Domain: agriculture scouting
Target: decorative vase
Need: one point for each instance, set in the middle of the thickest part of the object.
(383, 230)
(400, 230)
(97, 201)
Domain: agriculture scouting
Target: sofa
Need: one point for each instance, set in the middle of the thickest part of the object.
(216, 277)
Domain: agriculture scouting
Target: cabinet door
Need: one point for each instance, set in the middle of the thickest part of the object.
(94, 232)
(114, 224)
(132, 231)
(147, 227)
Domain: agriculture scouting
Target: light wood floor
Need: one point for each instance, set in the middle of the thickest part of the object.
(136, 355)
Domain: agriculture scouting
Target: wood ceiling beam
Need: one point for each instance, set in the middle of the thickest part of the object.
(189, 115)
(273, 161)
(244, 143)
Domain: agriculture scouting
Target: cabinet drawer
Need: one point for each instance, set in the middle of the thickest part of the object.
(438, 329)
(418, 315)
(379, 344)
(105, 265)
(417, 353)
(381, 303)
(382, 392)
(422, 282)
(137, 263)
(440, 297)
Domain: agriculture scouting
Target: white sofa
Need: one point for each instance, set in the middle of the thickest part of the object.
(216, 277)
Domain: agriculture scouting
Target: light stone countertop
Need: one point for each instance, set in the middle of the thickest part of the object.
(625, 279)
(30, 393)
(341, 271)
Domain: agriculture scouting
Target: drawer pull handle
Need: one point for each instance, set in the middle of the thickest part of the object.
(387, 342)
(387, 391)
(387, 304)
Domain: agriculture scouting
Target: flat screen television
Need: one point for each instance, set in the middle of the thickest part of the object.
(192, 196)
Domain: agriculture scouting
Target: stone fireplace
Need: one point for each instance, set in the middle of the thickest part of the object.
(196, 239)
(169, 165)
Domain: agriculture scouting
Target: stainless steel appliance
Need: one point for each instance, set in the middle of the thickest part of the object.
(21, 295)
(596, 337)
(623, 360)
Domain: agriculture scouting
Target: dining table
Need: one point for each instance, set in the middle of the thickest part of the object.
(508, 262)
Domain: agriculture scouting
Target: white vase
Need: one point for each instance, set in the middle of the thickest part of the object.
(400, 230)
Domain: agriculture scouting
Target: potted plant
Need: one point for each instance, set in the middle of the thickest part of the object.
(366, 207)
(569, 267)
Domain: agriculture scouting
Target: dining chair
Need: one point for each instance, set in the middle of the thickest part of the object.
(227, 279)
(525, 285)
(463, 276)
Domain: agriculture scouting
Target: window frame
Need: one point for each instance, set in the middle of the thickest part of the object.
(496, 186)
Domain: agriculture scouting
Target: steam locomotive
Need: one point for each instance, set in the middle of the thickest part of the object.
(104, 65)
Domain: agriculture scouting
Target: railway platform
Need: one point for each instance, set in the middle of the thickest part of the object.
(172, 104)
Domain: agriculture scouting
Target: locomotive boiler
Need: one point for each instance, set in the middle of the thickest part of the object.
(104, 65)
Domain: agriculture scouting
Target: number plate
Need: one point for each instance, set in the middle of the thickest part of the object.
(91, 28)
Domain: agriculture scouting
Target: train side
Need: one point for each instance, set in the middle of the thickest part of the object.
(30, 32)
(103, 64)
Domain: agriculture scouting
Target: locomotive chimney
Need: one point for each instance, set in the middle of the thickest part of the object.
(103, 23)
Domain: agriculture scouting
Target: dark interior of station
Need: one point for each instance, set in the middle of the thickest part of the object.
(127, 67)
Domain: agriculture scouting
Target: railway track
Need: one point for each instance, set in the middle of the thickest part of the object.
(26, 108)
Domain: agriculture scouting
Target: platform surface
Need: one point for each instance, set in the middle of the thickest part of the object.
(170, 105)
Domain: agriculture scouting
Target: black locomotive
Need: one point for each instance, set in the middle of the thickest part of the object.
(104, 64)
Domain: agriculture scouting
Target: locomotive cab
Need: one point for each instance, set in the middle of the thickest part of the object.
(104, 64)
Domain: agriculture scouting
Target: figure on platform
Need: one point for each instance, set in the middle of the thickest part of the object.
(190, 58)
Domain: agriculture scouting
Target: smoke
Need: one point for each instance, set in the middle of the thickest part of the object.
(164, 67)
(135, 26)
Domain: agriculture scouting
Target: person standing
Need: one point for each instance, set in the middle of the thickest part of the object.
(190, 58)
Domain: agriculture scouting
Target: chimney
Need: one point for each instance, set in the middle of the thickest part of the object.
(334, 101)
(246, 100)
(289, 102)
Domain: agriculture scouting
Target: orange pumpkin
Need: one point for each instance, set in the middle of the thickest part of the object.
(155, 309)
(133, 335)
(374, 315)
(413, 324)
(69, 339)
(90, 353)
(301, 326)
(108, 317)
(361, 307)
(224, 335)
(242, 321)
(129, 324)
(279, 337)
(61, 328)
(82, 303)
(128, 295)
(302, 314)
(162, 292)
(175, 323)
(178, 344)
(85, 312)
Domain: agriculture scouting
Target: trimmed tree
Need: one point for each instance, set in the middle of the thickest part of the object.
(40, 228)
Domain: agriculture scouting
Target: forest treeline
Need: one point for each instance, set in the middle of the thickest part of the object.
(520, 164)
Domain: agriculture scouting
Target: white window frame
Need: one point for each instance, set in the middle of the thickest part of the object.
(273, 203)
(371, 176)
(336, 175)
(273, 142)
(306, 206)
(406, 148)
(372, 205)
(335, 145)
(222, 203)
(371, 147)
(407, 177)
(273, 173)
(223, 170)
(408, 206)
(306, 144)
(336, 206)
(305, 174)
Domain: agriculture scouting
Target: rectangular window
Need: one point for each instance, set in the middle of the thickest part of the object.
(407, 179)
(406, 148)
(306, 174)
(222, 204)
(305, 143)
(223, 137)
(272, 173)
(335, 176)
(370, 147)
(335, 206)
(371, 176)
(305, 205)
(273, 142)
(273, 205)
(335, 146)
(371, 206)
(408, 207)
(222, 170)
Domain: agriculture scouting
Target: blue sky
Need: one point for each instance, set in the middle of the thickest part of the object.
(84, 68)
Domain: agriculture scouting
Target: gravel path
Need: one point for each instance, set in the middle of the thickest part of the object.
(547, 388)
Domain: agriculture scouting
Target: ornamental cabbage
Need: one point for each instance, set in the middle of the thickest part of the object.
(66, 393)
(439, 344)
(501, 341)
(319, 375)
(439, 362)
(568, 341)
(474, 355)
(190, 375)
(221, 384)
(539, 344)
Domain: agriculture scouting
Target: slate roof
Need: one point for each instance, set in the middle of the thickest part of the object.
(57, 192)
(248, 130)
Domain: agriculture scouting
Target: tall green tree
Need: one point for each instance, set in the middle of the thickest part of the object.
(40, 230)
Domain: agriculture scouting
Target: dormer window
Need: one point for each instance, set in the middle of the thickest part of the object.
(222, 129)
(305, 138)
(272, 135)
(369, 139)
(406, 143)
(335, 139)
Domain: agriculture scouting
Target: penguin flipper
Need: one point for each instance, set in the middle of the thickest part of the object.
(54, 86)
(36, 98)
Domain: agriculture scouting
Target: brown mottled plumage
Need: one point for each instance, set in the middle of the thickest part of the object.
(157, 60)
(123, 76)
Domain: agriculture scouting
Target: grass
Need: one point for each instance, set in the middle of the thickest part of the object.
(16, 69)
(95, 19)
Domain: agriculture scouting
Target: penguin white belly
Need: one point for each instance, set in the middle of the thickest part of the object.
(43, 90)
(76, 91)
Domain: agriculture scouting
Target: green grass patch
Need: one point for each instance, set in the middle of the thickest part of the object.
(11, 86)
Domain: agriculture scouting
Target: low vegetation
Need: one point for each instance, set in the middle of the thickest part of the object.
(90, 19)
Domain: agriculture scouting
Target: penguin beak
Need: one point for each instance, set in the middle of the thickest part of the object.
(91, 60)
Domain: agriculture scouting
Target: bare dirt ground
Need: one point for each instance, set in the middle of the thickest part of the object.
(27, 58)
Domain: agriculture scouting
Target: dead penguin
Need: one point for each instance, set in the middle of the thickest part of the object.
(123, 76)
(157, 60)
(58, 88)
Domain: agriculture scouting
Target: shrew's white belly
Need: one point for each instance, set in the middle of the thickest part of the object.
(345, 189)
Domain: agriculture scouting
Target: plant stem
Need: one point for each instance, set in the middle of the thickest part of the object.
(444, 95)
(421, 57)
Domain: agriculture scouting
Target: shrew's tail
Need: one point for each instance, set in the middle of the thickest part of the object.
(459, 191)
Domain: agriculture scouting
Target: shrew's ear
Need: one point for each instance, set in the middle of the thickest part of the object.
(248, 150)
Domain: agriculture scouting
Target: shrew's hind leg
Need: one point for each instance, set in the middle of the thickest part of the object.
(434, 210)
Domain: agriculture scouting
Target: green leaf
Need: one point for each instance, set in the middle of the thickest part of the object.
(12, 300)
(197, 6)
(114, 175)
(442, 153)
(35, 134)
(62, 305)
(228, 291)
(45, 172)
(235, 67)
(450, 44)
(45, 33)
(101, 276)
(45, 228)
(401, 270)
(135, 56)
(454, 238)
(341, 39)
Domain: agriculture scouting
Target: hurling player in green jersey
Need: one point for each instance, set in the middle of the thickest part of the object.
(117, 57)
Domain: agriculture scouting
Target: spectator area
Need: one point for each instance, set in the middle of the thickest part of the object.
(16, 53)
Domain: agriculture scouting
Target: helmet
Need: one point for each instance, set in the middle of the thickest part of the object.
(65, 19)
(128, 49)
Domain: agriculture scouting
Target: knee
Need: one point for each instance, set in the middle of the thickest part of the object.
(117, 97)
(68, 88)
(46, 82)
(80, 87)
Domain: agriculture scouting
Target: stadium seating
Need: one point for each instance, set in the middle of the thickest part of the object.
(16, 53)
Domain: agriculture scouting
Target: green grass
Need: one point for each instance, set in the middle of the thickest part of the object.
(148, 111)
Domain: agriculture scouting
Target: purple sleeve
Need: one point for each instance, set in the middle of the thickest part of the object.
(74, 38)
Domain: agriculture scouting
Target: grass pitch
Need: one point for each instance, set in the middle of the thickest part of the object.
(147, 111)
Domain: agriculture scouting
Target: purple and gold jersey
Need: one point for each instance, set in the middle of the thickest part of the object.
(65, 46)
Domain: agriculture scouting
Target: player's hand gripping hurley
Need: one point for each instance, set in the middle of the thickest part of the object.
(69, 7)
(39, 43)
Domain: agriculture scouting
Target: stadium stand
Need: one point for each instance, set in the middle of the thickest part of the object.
********************
Set down the lines of the listing above verbatim, first line through the line containing "Target: light stone countertop", inclusive; add no other lines.

▸ **EXERCISE SOLUTION**:
Domain: agriculture scouting
Target: decorative vase
Need: one point for each instance, set in the middle of the thickest part of the object.
(383, 230)
(400, 230)
(97, 201)
Domain: agriculture scouting
Target: sofa
Need: one point for each instance, set in the middle of the thickest part of the object.
(216, 277)
Domain: agriculture scouting
Target: cabinet door
Need: one point for each instance, set in the middle of the thickest part of the object.
(94, 232)
(114, 224)
(132, 231)
(147, 227)
Domain: agriculture scouting
Target: light wood floor
Need: one point for each instance, set in the middle of the thickest part of the object.
(136, 355)
Domain: agriculture scouting
Target: wood ceiling beam
Need: one point for each instance, set in the middle of the thickest part of the object.
(189, 115)
(273, 161)
(244, 143)
Domain: agriculture scouting
Target: cabinet drawer
Need: one point for each instance, set in the middle of the thickest part of the object.
(438, 329)
(418, 315)
(379, 344)
(105, 265)
(417, 353)
(381, 303)
(382, 392)
(422, 282)
(137, 263)
(440, 297)
Domain: agriculture scouting
Target: white sofa
Need: one point for each instance, set in the middle of the thickest part of the object.
(216, 277)
Domain: agriculture scouting
Target: light stone countertop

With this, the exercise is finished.